Passage given:
____________

Telco Market Study: New Zealand (2022)

Telco Market Study: New Zealand (2022)
Spark phone booths, Christchurch, New Zealand - Michal Klajban, CC BY-SA 4.0

First article in the series is describing New Zealand (Aotearoa) and its market, population-wise similarly sized country as Finland but with notable differences in market regulation and technology mix.

Note: This article is under works.

New Zealand

New Zealand is a high income, economically developed country, with 5,131,480 residents, situated in the southwestern Pacific Ocean. NZ has a GDP (PPP) of $48,317 and ranks 4th in the Index of Economic Freedom published by the Wall Street Journal and the Heritage Foundation.

Geographically New Zealand is divided to two primary islands, North and South Island. Roughly 77% of the population live on the North Island (Te Ika-a-Maui) and it has a double the population density of South Island (Te Waipounamu). [1]

Telecommunication Sector

Country has a high penetration rate of fixed (1.8 M connections) and mobile (5.8 M connections) network services with strong wholesale entity providing market access to new entrants. Total market revenue is $3.13 billion USD (NZ$ 5.29 billion) and market cap of NZ$ x.xx billion.

____________

Supplied records:
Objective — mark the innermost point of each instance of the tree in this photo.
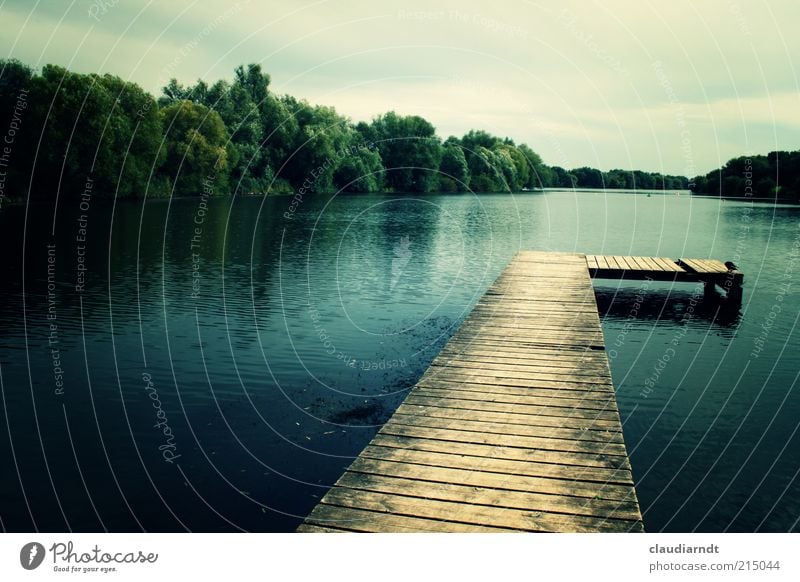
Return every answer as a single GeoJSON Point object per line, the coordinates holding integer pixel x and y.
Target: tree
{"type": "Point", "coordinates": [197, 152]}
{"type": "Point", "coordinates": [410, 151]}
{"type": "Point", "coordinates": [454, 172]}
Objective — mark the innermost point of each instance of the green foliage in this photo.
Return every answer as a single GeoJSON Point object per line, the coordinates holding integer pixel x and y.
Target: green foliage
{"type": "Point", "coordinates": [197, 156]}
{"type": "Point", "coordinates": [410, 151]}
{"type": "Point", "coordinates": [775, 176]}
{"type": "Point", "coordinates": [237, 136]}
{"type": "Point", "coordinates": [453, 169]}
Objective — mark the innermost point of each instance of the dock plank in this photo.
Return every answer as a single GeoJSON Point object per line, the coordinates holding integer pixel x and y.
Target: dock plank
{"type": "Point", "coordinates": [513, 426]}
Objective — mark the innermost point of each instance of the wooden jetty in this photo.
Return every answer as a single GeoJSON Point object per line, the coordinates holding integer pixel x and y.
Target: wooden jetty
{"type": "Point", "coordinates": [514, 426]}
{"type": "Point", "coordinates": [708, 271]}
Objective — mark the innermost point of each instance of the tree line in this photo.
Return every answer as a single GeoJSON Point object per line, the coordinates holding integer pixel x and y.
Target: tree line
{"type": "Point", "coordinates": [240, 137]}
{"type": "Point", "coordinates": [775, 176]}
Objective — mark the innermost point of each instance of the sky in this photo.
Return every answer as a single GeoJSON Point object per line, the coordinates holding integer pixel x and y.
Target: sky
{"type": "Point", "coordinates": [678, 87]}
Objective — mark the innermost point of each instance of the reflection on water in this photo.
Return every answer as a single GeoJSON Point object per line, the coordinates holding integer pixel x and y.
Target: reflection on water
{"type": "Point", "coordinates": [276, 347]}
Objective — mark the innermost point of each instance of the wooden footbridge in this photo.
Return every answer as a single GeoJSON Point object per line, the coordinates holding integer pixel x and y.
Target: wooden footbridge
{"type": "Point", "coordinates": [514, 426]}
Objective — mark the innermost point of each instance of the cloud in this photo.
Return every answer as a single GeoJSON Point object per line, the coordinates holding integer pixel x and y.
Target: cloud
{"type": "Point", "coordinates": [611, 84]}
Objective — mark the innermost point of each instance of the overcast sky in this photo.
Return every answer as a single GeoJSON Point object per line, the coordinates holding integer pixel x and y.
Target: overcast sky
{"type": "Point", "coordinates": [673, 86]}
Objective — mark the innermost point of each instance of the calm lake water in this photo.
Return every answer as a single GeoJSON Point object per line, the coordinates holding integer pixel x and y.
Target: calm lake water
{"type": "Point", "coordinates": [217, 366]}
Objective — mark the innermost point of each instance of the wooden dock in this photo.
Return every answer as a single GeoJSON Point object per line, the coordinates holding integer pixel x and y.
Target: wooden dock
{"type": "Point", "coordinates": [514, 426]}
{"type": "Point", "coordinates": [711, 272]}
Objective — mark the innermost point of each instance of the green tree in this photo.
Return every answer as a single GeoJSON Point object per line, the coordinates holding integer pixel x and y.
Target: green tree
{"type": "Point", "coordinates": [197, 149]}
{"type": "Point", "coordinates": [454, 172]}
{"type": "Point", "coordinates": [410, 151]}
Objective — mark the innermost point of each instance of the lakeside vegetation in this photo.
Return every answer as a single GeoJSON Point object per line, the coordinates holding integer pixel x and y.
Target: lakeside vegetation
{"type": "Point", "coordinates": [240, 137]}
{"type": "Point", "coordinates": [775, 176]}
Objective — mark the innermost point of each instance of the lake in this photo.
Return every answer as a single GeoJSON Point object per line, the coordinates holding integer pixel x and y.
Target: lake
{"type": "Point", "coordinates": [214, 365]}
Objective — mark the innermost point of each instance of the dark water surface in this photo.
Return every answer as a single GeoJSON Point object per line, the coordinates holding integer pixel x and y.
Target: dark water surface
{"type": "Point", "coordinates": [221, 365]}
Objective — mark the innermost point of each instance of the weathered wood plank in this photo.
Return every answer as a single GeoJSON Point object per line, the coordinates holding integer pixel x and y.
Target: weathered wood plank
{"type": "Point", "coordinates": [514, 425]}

____________

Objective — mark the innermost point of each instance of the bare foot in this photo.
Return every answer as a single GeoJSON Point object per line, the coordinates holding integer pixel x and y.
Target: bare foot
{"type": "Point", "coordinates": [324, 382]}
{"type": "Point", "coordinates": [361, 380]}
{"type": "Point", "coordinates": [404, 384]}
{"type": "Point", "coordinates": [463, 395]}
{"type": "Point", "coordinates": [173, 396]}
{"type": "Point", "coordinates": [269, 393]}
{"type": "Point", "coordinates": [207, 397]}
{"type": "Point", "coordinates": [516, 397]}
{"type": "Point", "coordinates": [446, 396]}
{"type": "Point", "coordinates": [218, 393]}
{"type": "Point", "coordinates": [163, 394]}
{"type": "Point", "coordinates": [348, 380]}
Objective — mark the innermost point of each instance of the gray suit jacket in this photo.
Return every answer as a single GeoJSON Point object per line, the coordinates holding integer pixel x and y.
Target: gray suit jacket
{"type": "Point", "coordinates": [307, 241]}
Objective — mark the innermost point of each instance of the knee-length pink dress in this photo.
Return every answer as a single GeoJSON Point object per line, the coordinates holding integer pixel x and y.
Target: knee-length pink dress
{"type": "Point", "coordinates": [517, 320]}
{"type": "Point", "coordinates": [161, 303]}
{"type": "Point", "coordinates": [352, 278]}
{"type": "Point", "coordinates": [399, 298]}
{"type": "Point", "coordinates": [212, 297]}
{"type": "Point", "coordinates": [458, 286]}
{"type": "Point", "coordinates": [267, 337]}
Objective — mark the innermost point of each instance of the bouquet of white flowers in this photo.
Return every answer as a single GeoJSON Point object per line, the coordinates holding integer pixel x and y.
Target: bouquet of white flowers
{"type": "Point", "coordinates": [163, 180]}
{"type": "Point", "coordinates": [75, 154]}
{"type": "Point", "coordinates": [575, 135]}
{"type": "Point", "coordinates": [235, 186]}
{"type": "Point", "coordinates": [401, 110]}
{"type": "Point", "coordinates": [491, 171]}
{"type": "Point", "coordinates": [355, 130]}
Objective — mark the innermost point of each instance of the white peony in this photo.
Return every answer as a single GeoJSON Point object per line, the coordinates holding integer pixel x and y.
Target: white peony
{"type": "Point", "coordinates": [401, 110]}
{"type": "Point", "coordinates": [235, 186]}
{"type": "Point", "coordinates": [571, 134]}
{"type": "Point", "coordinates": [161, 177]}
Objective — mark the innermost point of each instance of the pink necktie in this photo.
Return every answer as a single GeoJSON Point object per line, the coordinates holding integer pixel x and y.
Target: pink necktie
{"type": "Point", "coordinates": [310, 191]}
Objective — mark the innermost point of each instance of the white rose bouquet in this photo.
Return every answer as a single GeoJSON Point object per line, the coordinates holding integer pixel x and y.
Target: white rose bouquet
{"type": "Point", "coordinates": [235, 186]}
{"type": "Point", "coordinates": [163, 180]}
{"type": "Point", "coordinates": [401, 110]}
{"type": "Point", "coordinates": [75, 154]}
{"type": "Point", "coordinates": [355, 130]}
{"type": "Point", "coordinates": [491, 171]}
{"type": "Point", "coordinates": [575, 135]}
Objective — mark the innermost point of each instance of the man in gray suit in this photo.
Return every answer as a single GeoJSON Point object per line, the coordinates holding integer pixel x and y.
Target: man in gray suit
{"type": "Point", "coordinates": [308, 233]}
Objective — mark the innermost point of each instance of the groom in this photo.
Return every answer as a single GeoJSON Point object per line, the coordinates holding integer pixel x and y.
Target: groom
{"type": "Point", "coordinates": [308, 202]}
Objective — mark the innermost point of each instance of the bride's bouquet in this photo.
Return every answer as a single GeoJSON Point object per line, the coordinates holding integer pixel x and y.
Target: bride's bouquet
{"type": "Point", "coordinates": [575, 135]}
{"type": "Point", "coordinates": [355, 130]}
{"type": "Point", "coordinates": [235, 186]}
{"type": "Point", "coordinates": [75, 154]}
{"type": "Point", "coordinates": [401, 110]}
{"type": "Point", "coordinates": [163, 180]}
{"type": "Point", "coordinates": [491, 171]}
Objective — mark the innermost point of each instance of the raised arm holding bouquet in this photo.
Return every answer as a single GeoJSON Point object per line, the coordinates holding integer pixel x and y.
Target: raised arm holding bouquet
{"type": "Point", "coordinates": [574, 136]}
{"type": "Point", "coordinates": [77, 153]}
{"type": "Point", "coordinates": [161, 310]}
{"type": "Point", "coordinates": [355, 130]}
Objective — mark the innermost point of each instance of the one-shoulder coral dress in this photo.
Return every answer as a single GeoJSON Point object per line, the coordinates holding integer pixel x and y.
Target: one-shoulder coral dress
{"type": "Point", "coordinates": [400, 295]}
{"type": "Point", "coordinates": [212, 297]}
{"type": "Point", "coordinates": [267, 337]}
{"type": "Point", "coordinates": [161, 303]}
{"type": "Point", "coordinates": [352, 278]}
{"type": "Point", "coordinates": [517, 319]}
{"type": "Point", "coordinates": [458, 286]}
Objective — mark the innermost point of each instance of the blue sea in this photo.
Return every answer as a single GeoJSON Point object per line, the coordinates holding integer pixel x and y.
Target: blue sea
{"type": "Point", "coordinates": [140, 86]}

____________

Directive 1: In the rows, retype the lines from the one containing "pink dress in this photo." up to and including the one containing "Target: knee-length pink dress".
Directive 2: Write what comes next in the New Zealand telecom market study, starting after its last sentence.
The rows are unrelated to the New Zealand telecom study.

Task output 1:
Objective — mark the innermost point of each instance of the knee-length pink dress in this photo.
Return every answer as a single GeoJSON Point object per line, the coordinates holding integer pixel x and y.
Target: knee-length pink dress

Task output 2:
New Zealand shares some of the typical traits of deregulation and privatization of postal and telecommunication services during 1980s and 1990s with other countries like UK, Sweden, Germany, and Spain. Privatization of telecom services was completed late 1980s, and public listing of Telecom New Zealand took place in 1992. NZ stayed fairly deregulated throughout the 1990s and market boundaries were mostly defined via litigation.

Regulation of the market is governed by Comcom (Commerce Commission New Zealand) under the Telecommunications Act 2001. And ever since, NZ government has continued its active role in developing the market.

Other notable remarks

As of 2022, NZ government is heavily subsidizing roll-out of fibre networks via its Ultra-Fast Broadband initiative (UFB and UFB2) aiming to complete in 2022 and a rural area broadband rollout called Rural Broadband Initiative (RBI).

Main Market Players

New Zealand has effectively a triopoly telecommunication market, after Laissez-faire market landscape of the 1990s, market entrances and consolidation of the 2010s.

  • Spark NZ (formerly Telecom New Zealand), market leader both in residential mobile and fixed networks.
  • Vodafone NZ (2023: One New Zealand), currently a runner-up in mobile and fixed.
  • 2degrees, a market challenger in both main product areas.

Spark NZ, artist formerly known as Telecom New Zealand

Spark NZ is the incumbent Service Provider in both fixed and mobile services. Company was spun off as part of splitting Telecom New Zealand into Spark and Chorus, a wholesale company in 2014. It has 41% market share in mobile and 39% in fixed services. Spark also employs two fighting brands, Skinny and Bigpipe.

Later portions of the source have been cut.